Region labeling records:
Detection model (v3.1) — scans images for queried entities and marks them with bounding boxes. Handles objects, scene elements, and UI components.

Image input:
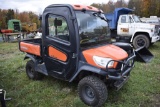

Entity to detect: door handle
[43,46,47,56]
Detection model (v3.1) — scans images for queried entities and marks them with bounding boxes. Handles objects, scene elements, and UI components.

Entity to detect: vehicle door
[42,6,77,79]
[129,16,135,35]
[117,16,130,36]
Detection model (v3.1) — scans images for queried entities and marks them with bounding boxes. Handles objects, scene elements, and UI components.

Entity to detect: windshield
[133,15,142,23]
[76,11,110,47]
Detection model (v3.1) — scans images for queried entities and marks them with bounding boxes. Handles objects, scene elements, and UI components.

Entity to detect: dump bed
[19,38,42,56]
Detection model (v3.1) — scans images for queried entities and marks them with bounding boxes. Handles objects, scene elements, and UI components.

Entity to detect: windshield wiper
[93,11,108,22]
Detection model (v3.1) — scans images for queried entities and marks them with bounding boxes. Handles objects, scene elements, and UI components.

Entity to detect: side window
[129,17,133,23]
[121,16,126,23]
[48,14,69,41]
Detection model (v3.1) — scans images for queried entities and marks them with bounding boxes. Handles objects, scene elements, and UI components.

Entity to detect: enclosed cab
[105,8,159,48]
[8,19,22,32]
[19,4,135,107]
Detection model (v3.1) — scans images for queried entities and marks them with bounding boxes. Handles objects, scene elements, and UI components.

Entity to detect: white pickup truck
[105,8,159,48]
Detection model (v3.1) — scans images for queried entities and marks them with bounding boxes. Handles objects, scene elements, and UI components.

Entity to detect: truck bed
[19,38,42,56]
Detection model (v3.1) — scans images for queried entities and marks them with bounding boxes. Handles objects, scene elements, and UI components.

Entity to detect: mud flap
[135,47,154,63]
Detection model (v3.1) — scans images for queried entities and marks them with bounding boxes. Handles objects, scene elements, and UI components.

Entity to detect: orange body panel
[82,45,128,68]
[20,42,41,56]
[48,46,67,62]
[72,5,99,11]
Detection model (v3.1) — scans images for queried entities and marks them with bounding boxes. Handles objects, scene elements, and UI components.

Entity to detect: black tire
[26,60,44,80]
[78,76,108,107]
[133,34,150,49]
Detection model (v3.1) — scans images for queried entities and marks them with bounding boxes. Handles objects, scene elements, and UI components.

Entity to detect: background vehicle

- [PROBLEM DESCRIPTION]: Please render every line of the items above as a Markdown table with the columns Row and Line, numbering the rows and skipping blank lines. Leave the pictures out of your answer.

- [ANSWER FOR THIS EXERCISE]:
| Row | Line |
|---|---|
| 1 | Detection model (v3.1) — scans images for queried entities and marks them with bounding boxes. Handles objects, scene elements, and UI components. |
| 2 | Image input: |
| 3 | Entity to detect: door handle |
| 4 | [43,46,47,56] |
| 5 | Detection model (v3.1) — scans images for queried entities and marks them with bounding boxes. Handles objects, scene elements, and UI components. |
| 6 | Entity to detect: vehicle door |
| 7 | [42,6,77,79] |
| 8 | [129,16,135,35] |
| 9 | [117,16,130,36] |
| 10 | Detection model (v3.1) — scans images for queried entities and marks them with bounding boxes. Handles objects, scene elements, and UI components. |
| 11 | Entity to detect: windshield |
| 12 | [133,15,142,23] |
| 13 | [76,11,110,47] |
| 14 | Detection model (v3.1) — scans images for queried entities and marks them with bounding boxes. Handles objects, scene elements, and UI components. |
| 15 | Entity to detect: dump bed |
| 16 | [19,38,42,56] |
| 17 | Detection model (v3.1) — scans images for queried entities and marks them with bounding boxes. Handles objects, scene elements, and UI components. |
| 18 | Entity to detect: windshield wiper |
| 19 | [93,11,108,22] |
| 20 | Detection model (v3.1) — scans images for queried entities and marks them with bounding boxes. Handles objects, scene elements, and UI components. |
| 21 | Entity to detect: side window |
| 22 | [129,17,133,23] |
| 23 | [121,16,126,23] |
| 24 | [48,14,69,41] |
| 25 | Detection model (v3.1) — scans images for queried entities and marks them with bounding boxes. Handles objects, scene elements, and UI components. |
| 26 | Entity to detect: enclosed cab |
| 27 | [105,8,159,48] |
| 28 | [8,19,22,32] |
| 29 | [19,4,135,107] |
| 30 | Detection model (v3.1) — scans images for queried entities and marks them with bounding boxes. Handles objects, scene elements, and UI components. |
| 31 | Entity to detect: white pickup truck |
| 32 | [105,8,159,48] |
| 33 | Detection model (v3.1) — scans images for queried entities and marks them with bounding boxes. Handles objects, scene elements, and UI components. |
| 34 | Entity to detect: truck bed |
| 35 | [19,38,42,56] |
| 36 | Detection model (v3.1) — scans images for queried entities and marks them with bounding boxes. Handles objects, scene elements, and UI components. |
| 37 | Entity to detect: mud flap |
| 38 | [135,47,154,63] |
| 39 | Detection model (v3.1) — scans images for queried entities and marks them with bounding boxes. Handles objects, scene elements, and UI components. |
| 40 | Entity to detect: orange body panel |
| 41 | [82,45,128,68] |
| 42 | [20,42,41,56] |
| 43 | [48,46,67,62] |
| 44 | [72,5,99,11] |
| 45 | Detection model (v3.1) — scans images for queried entities and marks them with bounding boxes. Handles objects, scene elements, and UI components. |
| 46 | Entity to detect: black tire |
| 47 | [26,60,44,80] |
| 48 | [78,76,108,107] |
| 49 | [133,34,150,49] |
| 50 | Detection model (v3.1) — scans images for queried entities and marks them with bounding boxes. Handles objects, scene elements, and UI components. |
| 51 | Entity to detect: background vehicle |